Extracto de un conjunto de datos:
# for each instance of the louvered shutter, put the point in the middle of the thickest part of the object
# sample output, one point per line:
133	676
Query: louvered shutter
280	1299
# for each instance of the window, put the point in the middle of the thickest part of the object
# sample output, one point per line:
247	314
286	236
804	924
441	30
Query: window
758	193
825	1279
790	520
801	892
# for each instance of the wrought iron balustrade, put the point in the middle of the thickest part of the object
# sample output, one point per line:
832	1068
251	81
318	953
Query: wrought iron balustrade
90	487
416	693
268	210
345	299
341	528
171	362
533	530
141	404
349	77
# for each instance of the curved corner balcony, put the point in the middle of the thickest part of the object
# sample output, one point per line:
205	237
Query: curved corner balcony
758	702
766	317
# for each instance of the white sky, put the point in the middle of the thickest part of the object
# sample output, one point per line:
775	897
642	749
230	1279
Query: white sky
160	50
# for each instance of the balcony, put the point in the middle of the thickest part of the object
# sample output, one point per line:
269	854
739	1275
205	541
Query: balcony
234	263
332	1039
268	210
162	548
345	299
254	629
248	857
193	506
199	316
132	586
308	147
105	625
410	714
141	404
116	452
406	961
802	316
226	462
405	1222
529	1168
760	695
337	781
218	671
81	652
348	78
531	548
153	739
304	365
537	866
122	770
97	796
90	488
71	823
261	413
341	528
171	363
---
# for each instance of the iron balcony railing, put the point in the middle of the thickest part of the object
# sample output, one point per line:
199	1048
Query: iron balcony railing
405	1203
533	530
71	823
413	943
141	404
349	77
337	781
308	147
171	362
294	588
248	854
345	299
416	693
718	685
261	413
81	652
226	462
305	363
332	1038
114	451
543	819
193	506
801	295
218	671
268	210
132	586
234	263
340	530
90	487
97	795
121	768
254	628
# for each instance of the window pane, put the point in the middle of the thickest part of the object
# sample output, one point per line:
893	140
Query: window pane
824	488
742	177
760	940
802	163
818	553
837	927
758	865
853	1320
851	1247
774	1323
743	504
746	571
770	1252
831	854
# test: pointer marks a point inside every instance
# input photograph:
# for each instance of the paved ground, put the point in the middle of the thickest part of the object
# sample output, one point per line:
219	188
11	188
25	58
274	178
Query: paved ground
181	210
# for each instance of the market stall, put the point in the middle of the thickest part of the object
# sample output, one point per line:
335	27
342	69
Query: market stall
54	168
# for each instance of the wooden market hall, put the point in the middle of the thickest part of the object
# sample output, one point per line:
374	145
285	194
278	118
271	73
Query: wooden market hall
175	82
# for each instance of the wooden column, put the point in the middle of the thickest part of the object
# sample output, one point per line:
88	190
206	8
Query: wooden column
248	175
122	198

> SOLICITUD ESCRITA
Recopila todas las líneas de los registros que contengan la palabra "wooden" y cópialas tal como aparecen.

> RESPUESTA FINAL
# for each instance of the wooden market hall, put the point in the middle of the thickest part of the object
Query: wooden market hall
# for each instance of the wooden column, put the point in the middle of the thickest part of the object
Query: wooden column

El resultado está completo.